_Written task 1_. Reproduce verbatim the passage of the closing conditions section, starting at "Section 2.02.        Conditions to" and ending at "of Exhibit B hereto.".
_Written task 2_. Write the next part of the closing conditions section, picking up after its final sentence.

_Article_.
+ + + +

Section 2.02.        Conditions to the Closing.   On or before the Closing Date, Seller shall deliver or cause to be delivered to Trust Depositor each of the documents, certificates and other items as follows:

 

(a)           The List of Contracts, certified by the Chairman of the Board, President or any Vice President of Seller together with an Assignment substantially in the form attached as Exhibit A hereto.

 

(b)           A certificate of an officer of Seller substantially in the form of Exhibit B hereto.

 

2



 

(c)           An opinion of counsel for Seller substantially in the form of Exhibit D to the Sale and Servicing Agreement.

 

(d)           A letter or letters from Ernst & Young LLP, or another nationally recognized accounting firm, addressed to Trust Depositor and the Issuer and the Trustees and stating that such firm has reviewed a sample of the Contracts and performed specific procedures for such sample with respect to certain contract terms and identifying those Contracts which do not so conform.

+ + + +

_Dataset content_.
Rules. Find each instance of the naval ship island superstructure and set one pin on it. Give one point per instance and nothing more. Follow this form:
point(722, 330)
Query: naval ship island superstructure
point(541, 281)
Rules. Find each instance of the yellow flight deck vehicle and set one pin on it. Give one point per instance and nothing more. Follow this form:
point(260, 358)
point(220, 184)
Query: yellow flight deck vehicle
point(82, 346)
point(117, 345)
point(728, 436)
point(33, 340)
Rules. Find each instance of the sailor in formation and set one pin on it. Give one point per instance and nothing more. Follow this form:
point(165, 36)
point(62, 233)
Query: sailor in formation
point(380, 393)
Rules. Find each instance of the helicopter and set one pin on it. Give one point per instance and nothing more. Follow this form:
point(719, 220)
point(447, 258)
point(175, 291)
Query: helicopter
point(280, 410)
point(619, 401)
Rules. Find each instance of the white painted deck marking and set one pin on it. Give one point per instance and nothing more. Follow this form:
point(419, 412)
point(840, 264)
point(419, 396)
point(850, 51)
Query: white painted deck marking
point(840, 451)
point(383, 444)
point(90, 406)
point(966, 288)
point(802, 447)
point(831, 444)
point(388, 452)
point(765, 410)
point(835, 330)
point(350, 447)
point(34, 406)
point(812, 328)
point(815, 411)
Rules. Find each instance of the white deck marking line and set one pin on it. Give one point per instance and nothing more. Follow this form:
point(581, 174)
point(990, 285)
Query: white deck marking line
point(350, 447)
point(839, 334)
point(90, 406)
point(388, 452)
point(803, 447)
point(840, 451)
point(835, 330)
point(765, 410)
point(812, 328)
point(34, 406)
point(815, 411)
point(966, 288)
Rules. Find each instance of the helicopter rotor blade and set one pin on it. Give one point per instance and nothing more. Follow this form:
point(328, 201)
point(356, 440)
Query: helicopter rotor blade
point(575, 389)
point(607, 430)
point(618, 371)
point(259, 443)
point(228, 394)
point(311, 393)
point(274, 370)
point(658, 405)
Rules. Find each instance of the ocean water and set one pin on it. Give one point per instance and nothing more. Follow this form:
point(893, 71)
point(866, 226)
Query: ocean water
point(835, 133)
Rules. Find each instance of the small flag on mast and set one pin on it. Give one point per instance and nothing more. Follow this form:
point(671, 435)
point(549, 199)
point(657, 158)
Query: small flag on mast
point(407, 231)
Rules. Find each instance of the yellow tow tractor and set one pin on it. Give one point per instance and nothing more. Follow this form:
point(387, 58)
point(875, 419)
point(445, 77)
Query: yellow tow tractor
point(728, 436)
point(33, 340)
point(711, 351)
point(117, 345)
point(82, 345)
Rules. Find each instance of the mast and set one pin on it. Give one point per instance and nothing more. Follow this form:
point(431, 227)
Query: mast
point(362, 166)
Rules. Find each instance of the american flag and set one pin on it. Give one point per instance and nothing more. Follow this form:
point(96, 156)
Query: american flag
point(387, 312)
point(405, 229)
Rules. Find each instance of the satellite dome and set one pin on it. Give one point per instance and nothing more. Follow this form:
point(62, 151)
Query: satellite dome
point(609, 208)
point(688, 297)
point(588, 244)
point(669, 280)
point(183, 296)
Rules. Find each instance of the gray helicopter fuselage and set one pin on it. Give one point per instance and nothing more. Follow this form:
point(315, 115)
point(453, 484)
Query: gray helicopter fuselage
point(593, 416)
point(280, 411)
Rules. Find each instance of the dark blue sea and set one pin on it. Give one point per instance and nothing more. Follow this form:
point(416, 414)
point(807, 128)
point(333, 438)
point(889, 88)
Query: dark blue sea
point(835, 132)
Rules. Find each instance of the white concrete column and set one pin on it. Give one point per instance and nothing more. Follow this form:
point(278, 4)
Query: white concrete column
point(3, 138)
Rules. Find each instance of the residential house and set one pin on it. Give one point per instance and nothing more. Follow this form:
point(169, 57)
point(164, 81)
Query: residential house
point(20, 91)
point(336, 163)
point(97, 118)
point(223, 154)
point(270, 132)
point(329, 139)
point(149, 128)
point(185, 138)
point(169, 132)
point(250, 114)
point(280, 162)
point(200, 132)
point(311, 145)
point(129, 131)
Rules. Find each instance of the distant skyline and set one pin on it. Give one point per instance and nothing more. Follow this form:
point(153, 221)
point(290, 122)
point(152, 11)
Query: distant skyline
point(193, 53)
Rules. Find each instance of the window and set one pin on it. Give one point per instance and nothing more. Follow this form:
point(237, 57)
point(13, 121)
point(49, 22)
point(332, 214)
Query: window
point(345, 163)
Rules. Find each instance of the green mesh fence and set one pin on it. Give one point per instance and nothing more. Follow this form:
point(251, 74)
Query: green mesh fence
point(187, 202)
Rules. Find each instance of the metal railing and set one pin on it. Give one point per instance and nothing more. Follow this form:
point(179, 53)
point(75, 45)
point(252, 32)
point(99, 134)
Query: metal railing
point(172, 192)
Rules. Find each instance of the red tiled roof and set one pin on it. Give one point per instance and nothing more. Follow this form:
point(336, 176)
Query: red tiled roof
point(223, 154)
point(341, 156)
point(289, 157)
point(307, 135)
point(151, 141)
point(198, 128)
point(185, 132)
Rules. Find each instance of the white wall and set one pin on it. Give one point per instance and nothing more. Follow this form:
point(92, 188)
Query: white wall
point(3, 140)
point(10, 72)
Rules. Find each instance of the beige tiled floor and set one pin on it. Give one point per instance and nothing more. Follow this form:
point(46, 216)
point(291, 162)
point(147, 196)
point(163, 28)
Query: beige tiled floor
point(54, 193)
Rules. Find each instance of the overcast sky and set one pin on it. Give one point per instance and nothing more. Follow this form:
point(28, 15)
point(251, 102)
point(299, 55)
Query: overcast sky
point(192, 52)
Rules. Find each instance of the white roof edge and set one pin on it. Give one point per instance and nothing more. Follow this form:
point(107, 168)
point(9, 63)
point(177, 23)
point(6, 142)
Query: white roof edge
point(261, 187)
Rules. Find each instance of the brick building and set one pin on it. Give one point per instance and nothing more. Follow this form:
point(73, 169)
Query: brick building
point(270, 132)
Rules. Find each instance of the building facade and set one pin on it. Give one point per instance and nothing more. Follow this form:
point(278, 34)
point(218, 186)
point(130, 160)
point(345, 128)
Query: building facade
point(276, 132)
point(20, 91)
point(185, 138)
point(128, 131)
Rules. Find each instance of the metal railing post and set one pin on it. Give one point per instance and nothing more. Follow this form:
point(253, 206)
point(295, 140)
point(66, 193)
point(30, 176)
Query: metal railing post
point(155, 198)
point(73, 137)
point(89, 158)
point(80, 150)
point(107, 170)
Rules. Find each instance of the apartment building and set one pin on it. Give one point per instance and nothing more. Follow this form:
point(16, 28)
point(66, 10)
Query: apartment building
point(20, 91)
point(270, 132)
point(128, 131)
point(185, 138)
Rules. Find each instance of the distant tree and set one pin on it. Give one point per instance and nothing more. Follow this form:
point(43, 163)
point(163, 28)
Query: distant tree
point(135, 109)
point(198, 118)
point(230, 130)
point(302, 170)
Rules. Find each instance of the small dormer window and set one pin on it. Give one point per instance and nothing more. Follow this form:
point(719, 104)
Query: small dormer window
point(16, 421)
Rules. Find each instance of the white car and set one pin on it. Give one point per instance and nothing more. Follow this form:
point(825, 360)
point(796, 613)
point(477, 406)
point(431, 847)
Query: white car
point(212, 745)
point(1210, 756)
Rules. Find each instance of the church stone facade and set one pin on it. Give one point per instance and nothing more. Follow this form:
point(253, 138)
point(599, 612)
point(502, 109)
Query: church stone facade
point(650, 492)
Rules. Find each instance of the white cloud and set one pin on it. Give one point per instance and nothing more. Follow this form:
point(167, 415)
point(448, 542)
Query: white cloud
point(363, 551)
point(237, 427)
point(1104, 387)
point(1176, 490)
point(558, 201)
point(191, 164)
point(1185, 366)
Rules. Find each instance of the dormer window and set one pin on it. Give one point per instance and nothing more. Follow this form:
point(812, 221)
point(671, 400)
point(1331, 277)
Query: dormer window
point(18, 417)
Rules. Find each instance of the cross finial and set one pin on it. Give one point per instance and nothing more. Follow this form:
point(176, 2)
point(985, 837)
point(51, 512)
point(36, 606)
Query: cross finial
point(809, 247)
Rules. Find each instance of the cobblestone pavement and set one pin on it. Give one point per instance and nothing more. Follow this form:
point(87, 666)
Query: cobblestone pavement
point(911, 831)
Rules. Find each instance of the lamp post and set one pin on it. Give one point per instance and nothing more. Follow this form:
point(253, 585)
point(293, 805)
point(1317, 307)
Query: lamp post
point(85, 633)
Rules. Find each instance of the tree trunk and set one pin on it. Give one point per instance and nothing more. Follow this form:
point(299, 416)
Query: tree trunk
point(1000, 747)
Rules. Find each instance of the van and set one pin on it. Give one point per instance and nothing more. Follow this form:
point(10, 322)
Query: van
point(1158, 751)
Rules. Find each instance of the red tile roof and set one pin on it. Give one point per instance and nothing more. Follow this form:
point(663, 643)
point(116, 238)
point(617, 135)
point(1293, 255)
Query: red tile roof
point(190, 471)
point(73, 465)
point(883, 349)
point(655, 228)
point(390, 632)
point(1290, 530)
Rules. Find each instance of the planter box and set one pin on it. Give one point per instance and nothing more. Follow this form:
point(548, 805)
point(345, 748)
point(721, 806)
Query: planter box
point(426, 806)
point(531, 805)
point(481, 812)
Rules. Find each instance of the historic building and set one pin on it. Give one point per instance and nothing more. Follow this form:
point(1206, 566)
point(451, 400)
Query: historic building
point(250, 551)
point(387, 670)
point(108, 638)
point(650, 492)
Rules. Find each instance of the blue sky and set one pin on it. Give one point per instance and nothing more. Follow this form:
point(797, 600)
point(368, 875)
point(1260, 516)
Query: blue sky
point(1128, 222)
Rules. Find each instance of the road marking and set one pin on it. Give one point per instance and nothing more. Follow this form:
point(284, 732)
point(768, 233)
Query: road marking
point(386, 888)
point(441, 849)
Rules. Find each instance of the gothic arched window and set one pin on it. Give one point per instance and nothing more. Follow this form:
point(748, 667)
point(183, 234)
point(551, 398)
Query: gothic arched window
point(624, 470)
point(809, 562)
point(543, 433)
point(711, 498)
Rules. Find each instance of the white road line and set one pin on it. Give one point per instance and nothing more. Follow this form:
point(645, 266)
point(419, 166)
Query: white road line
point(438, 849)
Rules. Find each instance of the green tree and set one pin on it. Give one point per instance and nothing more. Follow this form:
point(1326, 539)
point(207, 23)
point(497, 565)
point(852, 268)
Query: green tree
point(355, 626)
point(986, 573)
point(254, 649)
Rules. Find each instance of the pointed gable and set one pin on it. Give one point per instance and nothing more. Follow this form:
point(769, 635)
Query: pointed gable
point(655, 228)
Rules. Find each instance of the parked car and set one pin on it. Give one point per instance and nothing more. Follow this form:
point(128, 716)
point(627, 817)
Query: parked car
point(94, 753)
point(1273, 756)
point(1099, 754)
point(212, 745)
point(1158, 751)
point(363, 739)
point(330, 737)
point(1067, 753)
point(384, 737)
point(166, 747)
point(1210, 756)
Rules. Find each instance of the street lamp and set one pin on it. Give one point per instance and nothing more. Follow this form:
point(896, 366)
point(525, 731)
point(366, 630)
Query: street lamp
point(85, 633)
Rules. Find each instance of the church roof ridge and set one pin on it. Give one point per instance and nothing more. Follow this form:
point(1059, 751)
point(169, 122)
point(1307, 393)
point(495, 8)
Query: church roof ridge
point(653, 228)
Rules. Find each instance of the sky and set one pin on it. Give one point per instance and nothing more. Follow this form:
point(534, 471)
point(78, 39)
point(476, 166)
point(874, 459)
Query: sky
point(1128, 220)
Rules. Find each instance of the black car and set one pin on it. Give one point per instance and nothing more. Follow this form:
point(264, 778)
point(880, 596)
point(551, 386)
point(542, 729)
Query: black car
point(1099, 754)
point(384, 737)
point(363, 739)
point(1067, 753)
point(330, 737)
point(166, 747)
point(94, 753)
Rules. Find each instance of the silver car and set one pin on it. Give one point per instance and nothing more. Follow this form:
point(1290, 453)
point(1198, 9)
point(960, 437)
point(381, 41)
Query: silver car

+ + + +

_Task output 1_.
Section 2.02.        Conditions to the Closing.   On or before the Closing Date, Seller shall deliver or cause to be delivered to Trust Depositor each of the documents, certificates and other items as follows:

 

(a)           The List of Contracts, certified by the Chairman of the Board, President or any Vice President of Seller together with an Assignment substantially in the form attached as Exhibit A hereto.

 

(b)           A certificate of an officer of Seller substantially in the form of Exhibit B hereto.

_Task output 2_.
(e)           Copies of resolutions of the Board of Directors of Seller or of the Executive Committee of the Board of Directors of Seller approving the execution, delivery and performance of this Agreement and the transactions contemplated hereunder, certified in each case by the Secretary or an Assistant Secretary of Seller.

 

(f)            Officially certified recent evidence of due incorporation and good standing of Seller under the laws of Nevada.

 

(g)           Evidence of proper filing with the appropriate office in Nevada of a UCC financing statement naming Seller as debtor, naming Trust Depositor as assignor secured party and the Issuer as secured party, and listing the Contract Assets as collateral as well as evidence of proper filing with the appropriate office in Delaware of a UCC financing statement naming the Issuer as debtor, naming the Indenture Trustee, as secured party, and listing the Contract Assets as collateral.

 

(h)           An Officer’s Certificate from Seller certifying that the Seller, on or prior to the Closing Date, has indicated in its computer files, in accordance with its customary standards, policies and procedures, that the Contracts have been conveyed to the Trust Depositor pursuant to this Agreement.

 

(i)            The documents, certificates and other items described in Section 2.02 of the Sale and Servicing Agreement, to the extent not already described above.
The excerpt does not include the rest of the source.